» Data extract:
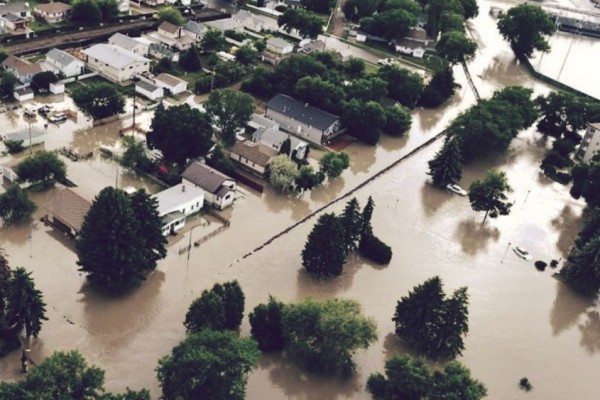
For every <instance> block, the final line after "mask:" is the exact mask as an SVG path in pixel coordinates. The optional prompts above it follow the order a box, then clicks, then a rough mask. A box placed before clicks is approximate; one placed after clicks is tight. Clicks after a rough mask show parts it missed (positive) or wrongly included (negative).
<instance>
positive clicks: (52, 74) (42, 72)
mask: <svg viewBox="0 0 600 400" xmlns="http://www.w3.org/2000/svg"><path fill="white" fill-rule="evenodd" d="M56 81H58V77H57V76H56V75H54V72H52V71H44V72H39V73H37V74H35V75H34V76H33V78H31V86H33V87H34V88H35V90H37V91H38V92H42V93H45V92H48V90H49V89H50V84H51V83H54V82H56Z"/></svg>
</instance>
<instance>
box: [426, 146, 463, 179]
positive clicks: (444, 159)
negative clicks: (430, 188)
mask: <svg viewBox="0 0 600 400" xmlns="http://www.w3.org/2000/svg"><path fill="white" fill-rule="evenodd" d="M462 167H463V160H462V155H461V152H460V145H459V139H457V138H456V137H447V138H446V142H444V147H442V149H441V150H440V151H438V152H437V154H436V155H435V157H434V158H433V160H431V161H429V172H428V173H427V175H429V176H431V180H432V182H433V185H434V186H436V187H439V188H445V187H446V185H448V184H449V183H456V182H459V181H460V179H461V178H462Z"/></svg>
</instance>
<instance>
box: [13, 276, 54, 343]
mask: <svg viewBox="0 0 600 400" xmlns="http://www.w3.org/2000/svg"><path fill="white" fill-rule="evenodd" d="M6 305H7V307H6V320H5V321H6V324H7V325H8V326H10V327H11V328H12V329H14V330H15V331H21V329H23V328H25V336H27V338H28V339H29V338H30V337H31V336H33V337H37V336H38V335H39V333H40V330H41V329H42V324H43V323H44V322H43V321H47V320H48V318H46V303H44V298H43V295H42V292H41V291H39V290H38V289H36V288H35V284H34V282H33V278H32V277H31V272H27V271H25V269H24V268H22V267H18V268H16V269H15V270H14V271H12V272H11V274H10V280H9V281H8V284H7V287H6Z"/></svg>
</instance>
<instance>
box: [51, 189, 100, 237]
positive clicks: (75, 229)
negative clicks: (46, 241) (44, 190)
mask: <svg viewBox="0 0 600 400" xmlns="http://www.w3.org/2000/svg"><path fill="white" fill-rule="evenodd" d="M91 206H92V203H90V202H89V201H87V200H86V199H84V198H83V197H81V196H80V195H78V194H77V193H75V192H74V191H72V190H71V189H60V190H56V191H55V192H54V193H52V197H51V198H50V201H49V202H48V211H50V213H51V214H52V215H54V218H56V219H58V220H59V221H60V222H62V223H63V224H65V225H67V226H68V227H69V228H71V229H74V230H75V231H76V232H79V230H80V229H81V225H82V224H83V220H84V218H85V216H86V214H87V212H88V211H89V209H90V207H91Z"/></svg>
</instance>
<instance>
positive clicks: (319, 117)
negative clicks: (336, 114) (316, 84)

» What to produce: Locate and copy each line above that contains the string "negative", treating uppercase and lowercase as distinct.

» Answer:
For every <instance> block, the final line after "mask:" is the exact mask as an SVG path in pixel coordinates. The optional prompts above it follow the order a box, then clicks, then a rough mask. A box placed before clicks is approximate; one placed after clicks is tight. Clicks after a rough mask show parts it missed (positive) or wrongly included (negative).
negative clicks: (430, 188)
negative clicks: (46, 241) (44, 190)
negative clicks: (336, 114) (316, 84)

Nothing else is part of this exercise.